A picture-free, exact copy of all the records below is the goal.
--- SUPPLIED MATERIAL ---
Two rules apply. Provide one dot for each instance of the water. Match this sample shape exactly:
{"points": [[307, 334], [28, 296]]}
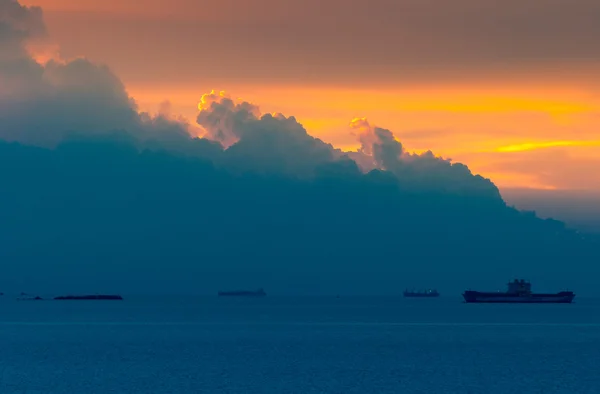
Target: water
{"points": [[297, 345]]}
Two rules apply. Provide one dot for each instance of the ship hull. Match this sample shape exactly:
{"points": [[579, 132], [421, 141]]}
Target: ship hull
{"points": [[241, 294], [421, 295], [565, 297]]}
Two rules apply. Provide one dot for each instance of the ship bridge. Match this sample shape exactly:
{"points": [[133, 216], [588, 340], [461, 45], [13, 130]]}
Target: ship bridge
{"points": [[519, 286]]}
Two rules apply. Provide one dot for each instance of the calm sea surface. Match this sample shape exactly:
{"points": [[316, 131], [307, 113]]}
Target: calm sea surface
{"points": [[297, 345]]}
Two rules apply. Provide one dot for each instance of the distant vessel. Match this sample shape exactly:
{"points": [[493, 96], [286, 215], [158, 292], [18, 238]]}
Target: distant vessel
{"points": [[90, 297], [422, 293], [243, 293], [519, 291]]}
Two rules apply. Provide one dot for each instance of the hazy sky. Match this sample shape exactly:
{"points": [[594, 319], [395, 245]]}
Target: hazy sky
{"points": [[509, 88]]}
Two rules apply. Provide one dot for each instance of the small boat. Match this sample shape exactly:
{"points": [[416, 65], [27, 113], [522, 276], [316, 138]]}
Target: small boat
{"points": [[429, 293], [243, 293], [90, 297]]}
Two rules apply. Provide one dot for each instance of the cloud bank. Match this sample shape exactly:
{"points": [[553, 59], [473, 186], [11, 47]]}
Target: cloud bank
{"points": [[101, 195]]}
---
#### [TASK RESULT]
Two rules apply. Provide one dot for each instance of the water. Match this sample shape exactly:
{"points": [[307, 334], [28, 296]]}
Target: water
{"points": [[297, 345]]}
Two rules apply. Provide one dot for each instance of the ship hull. Match this sample shape exactly:
{"points": [[579, 132], [421, 141]]}
Target: ship hull
{"points": [[241, 294], [421, 295], [565, 297]]}
Two rules apply. Provide one dot for each instance of the ship bridge. Match this sample shape exactly:
{"points": [[133, 216], [588, 340], [461, 45], [13, 130]]}
Target: ship bridge
{"points": [[519, 286]]}
Two rules apply. Provide one dot for each instance of the calm sea surface. Match this sample shape exactly:
{"points": [[316, 131], [307, 113]]}
Target: calm sea surface
{"points": [[297, 345]]}
Two rules apply. Provide one dot for each instance of the distant vessel. Match this sample shape exactly:
{"points": [[493, 96], [286, 215], [158, 292], [18, 238]]}
Target: distant vessel
{"points": [[90, 297], [422, 293], [243, 293], [519, 291]]}
Two rules apply. Provide one dot for each instance of the hazy sky. Match this sample shape exactly:
{"points": [[594, 319], [395, 245]]}
Target: hazy sky
{"points": [[509, 88]]}
Two rules apply. Provide one dot for each instance of the small boat. Match this sample shape exactly:
{"points": [[416, 65], [27, 113], [522, 276], [316, 138]]}
Target: small boat
{"points": [[429, 293], [243, 293], [90, 297]]}
Two rules apply. Provide one dot for each instance of the cloud bank. Match this sample shape exactly:
{"points": [[553, 59], [473, 186], [11, 47]]}
Target: cloud bank
{"points": [[101, 195]]}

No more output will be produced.